_Task instructions_
Which lines run from the line with "pole in the photo below." to the end of the entries? Write out exactly those, leaving out the pictures.

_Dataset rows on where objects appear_
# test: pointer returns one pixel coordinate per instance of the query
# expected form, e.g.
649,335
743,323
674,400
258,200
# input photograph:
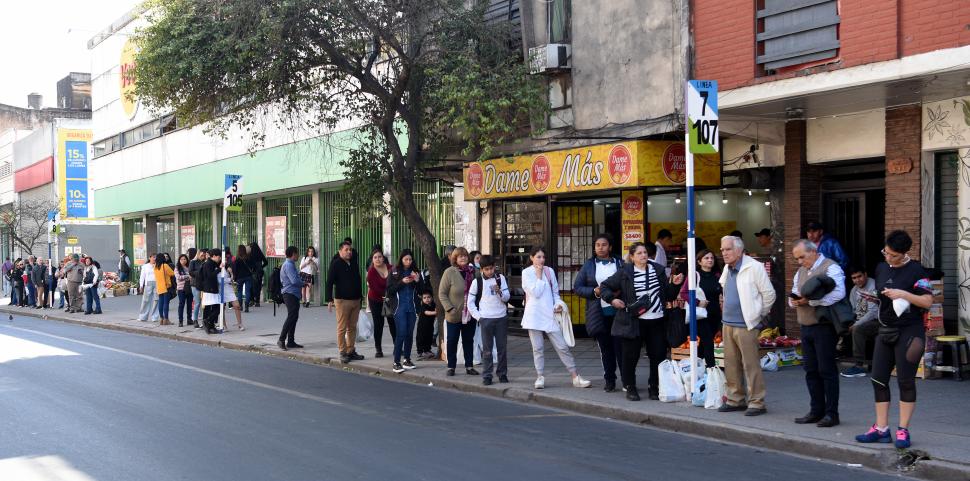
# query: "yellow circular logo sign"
127,80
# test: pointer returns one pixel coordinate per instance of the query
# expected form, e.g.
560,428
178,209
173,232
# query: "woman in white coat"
541,295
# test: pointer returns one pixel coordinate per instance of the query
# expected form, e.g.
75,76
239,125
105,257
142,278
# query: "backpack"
480,283
276,286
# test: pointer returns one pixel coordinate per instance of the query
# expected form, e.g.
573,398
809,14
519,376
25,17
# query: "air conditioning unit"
550,58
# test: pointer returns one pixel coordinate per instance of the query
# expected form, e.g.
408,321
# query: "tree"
26,221
428,78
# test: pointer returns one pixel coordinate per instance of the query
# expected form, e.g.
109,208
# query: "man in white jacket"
488,299
748,297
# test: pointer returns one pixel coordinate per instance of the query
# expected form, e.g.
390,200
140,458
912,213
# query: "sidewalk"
940,426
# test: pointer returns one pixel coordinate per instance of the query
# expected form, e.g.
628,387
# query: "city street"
88,404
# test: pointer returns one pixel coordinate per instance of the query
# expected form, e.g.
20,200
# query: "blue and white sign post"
231,202
701,137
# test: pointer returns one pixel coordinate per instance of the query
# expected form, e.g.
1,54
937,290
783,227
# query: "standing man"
124,265
291,287
74,273
664,238
344,294
862,297
748,296
819,336
489,303
828,245
599,313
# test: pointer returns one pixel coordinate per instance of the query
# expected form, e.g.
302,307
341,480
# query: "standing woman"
163,284
640,293
257,264
376,292
708,281
901,338
243,276
309,267
183,286
402,290
542,296
454,284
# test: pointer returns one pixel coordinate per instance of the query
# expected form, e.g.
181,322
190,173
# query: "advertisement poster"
72,169
140,250
188,237
276,236
631,215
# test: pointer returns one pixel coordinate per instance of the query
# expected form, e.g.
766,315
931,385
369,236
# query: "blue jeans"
244,290
163,301
91,295
404,321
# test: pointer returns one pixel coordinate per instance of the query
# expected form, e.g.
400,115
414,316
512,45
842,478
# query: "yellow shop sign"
642,163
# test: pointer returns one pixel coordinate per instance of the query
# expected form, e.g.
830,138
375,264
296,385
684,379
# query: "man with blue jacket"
599,314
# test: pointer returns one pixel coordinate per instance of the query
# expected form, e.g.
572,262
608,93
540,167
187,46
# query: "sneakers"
874,435
854,371
903,440
578,381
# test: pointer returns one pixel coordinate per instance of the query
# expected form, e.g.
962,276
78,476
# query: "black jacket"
343,280
209,277
620,286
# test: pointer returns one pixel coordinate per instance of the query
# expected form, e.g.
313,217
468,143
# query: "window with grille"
796,32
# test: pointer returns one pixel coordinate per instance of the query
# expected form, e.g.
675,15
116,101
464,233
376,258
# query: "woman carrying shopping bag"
541,294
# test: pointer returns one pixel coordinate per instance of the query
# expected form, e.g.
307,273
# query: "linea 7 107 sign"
702,116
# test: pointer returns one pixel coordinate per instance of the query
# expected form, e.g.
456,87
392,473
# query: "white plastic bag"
365,327
671,385
770,361
716,388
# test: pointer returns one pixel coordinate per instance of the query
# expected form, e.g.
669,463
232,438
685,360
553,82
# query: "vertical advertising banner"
632,217
141,250
276,236
72,172
188,237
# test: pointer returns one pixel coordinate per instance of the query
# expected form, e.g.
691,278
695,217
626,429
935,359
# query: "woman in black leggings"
901,338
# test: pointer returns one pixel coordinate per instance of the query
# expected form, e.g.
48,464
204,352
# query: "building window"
792,33
558,13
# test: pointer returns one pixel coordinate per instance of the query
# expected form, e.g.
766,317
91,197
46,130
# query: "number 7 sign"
702,116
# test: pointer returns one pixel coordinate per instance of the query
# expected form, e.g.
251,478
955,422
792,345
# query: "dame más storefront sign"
599,167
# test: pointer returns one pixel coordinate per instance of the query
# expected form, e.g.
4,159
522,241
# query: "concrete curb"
877,459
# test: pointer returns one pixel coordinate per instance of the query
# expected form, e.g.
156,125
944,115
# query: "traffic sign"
702,116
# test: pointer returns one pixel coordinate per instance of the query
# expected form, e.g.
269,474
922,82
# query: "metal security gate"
130,227
241,226
341,217
202,220
436,205
299,224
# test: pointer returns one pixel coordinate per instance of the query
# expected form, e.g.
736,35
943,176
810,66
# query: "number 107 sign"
702,116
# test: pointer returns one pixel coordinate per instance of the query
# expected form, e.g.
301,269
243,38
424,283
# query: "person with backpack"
489,296
290,285
402,288
92,277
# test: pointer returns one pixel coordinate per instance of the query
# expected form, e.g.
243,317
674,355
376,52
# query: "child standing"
427,315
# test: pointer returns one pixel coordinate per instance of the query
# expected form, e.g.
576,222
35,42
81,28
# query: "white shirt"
661,257
490,306
603,272
541,297
835,295
147,275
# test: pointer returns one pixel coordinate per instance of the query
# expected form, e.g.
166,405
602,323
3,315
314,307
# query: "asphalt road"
87,404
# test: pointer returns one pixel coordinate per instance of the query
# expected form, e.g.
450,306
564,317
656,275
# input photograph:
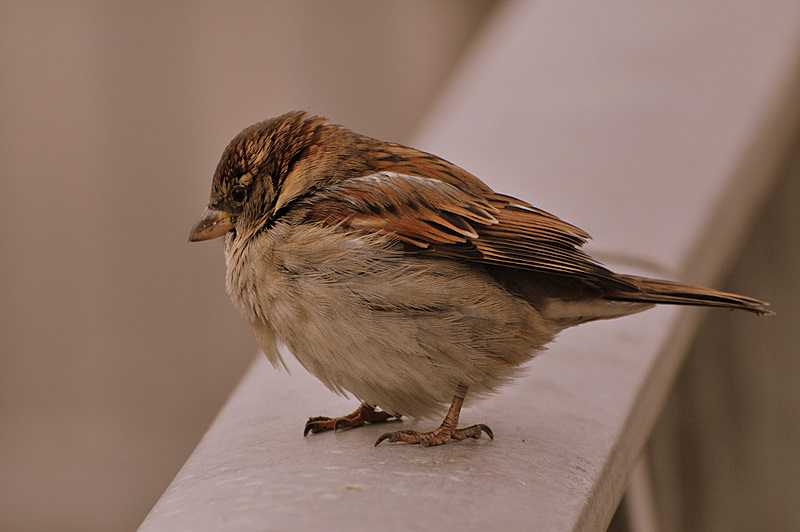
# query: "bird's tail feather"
658,291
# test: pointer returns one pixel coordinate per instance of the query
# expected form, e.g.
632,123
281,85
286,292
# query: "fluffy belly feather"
396,331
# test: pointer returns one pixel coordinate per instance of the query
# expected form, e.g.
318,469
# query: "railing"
659,129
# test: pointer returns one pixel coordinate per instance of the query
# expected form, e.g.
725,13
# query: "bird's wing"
434,217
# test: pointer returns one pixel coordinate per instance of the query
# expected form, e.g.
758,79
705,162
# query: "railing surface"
654,127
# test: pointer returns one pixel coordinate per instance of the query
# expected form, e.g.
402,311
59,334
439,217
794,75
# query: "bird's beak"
212,224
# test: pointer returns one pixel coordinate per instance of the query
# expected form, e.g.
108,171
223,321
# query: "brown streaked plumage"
400,278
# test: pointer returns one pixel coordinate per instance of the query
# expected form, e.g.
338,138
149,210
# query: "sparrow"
400,278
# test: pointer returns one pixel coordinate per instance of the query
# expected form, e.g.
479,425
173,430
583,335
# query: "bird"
400,278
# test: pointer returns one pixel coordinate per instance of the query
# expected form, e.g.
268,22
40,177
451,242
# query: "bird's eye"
238,194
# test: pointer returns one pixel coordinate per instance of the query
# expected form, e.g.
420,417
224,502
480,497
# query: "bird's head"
252,181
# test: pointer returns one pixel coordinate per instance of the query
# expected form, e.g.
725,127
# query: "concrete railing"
656,128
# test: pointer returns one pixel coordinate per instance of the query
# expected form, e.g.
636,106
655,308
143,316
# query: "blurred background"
117,341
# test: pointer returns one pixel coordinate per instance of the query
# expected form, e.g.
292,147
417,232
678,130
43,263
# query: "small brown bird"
399,277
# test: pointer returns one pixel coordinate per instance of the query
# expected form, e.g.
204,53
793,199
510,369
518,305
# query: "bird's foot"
363,415
438,436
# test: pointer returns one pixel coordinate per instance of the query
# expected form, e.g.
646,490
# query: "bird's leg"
446,431
364,414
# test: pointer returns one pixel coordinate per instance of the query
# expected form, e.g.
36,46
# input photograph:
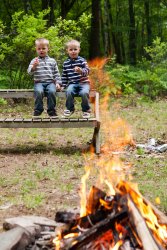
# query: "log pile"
111,221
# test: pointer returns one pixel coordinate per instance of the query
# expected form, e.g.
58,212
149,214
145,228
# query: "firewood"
162,218
93,201
148,241
96,230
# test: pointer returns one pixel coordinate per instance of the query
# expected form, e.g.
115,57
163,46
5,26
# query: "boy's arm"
64,77
32,66
57,75
85,69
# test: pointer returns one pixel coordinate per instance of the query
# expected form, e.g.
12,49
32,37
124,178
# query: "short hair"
72,42
41,41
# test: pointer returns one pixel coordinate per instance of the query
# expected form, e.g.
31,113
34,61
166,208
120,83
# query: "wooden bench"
53,122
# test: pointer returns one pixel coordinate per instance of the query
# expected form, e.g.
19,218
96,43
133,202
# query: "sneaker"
68,113
53,115
37,114
86,115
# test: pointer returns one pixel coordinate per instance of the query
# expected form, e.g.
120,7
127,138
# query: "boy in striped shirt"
75,78
46,78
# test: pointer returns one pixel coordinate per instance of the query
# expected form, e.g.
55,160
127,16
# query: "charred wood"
96,230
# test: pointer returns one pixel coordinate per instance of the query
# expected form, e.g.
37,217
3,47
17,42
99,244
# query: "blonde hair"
41,41
72,42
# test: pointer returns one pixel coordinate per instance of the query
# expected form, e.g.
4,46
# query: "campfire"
125,220
113,214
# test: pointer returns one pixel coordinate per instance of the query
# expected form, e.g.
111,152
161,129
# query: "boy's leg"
39,94
70,93
50,90
84,93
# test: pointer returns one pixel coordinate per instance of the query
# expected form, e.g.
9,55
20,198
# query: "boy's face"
42,49
73,51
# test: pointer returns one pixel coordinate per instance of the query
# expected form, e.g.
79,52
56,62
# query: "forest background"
129,39
131,34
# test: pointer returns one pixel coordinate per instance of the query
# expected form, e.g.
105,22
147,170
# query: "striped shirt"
70,76
47,70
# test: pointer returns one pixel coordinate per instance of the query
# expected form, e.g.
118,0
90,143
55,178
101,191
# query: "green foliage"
3,101
19,48
149,77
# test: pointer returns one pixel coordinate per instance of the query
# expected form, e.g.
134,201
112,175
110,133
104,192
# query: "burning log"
148,241
114,221
98,229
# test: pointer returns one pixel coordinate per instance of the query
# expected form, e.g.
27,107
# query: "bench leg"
96,139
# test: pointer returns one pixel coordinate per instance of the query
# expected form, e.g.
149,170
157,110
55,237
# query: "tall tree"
49,4
66,6
148,24
132,33
94,49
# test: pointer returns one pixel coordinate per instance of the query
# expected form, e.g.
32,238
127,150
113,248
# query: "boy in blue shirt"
75,78
46,78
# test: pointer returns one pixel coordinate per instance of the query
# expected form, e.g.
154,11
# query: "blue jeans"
77,89
48,90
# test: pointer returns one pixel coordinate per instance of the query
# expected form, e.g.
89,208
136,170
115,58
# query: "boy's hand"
58,86
78,70
35,64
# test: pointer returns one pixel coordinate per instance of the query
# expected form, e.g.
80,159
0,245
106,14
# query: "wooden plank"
29,93
18,119
9,120
39,124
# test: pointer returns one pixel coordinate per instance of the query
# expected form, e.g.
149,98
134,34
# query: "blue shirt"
69,76
46,71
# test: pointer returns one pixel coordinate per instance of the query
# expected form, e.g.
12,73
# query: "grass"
147,119
41,169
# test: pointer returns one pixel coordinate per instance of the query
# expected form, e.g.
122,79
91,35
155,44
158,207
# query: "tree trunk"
148,25
27,6
106,29
94,49
132,33
66,6
49,4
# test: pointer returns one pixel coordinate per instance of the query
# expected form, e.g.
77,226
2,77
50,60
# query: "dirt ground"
43,163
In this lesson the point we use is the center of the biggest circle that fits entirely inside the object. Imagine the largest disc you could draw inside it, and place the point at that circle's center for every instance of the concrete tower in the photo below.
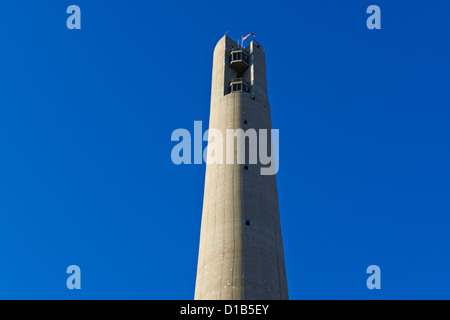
(241, 250)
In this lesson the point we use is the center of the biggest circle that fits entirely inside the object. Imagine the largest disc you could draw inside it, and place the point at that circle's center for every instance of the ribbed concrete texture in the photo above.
(241, 250)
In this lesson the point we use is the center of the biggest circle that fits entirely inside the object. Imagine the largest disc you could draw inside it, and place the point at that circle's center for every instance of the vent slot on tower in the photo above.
(239, 85)
(239, 61)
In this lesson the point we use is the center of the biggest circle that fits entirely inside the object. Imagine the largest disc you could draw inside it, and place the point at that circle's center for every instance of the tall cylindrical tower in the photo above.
(241, 251)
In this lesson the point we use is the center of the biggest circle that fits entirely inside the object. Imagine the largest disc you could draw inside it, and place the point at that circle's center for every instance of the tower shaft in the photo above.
(241, 250)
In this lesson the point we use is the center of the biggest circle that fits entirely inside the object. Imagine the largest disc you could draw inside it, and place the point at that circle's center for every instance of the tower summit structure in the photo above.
(241, 251)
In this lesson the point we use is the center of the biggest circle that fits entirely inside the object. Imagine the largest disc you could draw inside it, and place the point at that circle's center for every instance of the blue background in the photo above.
(86, 117)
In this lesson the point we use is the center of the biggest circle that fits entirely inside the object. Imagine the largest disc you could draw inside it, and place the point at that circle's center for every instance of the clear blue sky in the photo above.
(86, 117)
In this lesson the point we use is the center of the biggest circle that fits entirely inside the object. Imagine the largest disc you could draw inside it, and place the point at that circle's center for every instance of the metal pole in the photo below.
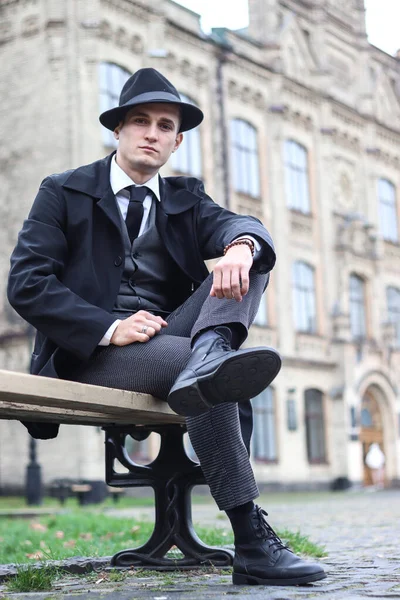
(33, 491)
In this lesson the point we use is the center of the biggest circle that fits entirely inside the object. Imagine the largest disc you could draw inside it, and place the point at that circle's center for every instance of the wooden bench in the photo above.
(172, 474)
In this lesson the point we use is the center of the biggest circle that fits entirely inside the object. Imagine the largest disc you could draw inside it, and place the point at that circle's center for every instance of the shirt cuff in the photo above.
(105, 340)
(257, 245)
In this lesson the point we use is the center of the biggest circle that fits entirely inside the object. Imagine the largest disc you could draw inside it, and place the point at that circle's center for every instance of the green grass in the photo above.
(18, 502)
(89, 533)
(31, 579)
(79, 533)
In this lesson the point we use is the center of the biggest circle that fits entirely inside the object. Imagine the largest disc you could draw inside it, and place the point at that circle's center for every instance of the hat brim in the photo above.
(191, 115)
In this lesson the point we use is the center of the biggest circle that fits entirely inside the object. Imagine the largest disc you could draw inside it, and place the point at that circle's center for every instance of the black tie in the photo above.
(134, 215)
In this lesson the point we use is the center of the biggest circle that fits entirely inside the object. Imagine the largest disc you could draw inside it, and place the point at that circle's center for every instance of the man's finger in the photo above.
(235, 285)
(226, 283)
(217, 283)
(244, 277)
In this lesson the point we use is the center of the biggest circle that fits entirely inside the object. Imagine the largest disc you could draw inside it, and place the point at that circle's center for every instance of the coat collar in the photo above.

_Full output_
In this lesson the point we use is the center of the biggest circle that fits entirely inside the object. Imagine the largest disc you could draw inside it, and place the point at that circle's center for every instance of the metal pole in the photo below.
(33, 491)
In this lesson the point we use is the center of the biggest circle that fits entirely inside the object. Imagine the largest disc you could draw inside it, and place the point at that circle's center for every instance of the wooden bench in the photo above.
(172, 474)
In this lesson the point we use is the center of the biggest circle that fits entirely inside the object. Imagine the largest disc you could draw inside it, and place the point at that circle's center for every instance of the shirt cuff in the photo above.
(105, 340)
(257, 245)
In this lesson the point we use is the center of the biggest circle that fits entirely inside the object. Imagine the largest disc you could draw inside it, and place the point at that circle's center for every instance of the green grass in the photo above.
(18, 502)
(89, 533)
(31, 579)
(79, 533)
In this lesson the point we use is the center of the biggest circle that fits entirely inside the object. Imagine the largest disc you could draw inside it, and place the point at that circle's center for every instance of the hat brim in the photo above.
(191, 115)
In this lesson the point we use is the center of the biggest circle that fits entirely inside the object. Imagine the largest disc you could draw inside it, and place the point at that circle's center for every instance of the black tie in the photo above.
(134, 215)
In this lesson the point we use is the center of the biggest circle that fits entirely inside the object. Imagine the largest disc you could draw inside it, and place the point at that circle's center for every instance of the man's finger in the photo above.
(235, 285)
(226, 283)
(217, 283)
(244, 277)
In this lesson the point we use is the center of the biggest circle that fits entirely inside the object. Imagine the largest disc you could draw inside it, and place the point at that circle's center for every instance of the coat collar in the photo above.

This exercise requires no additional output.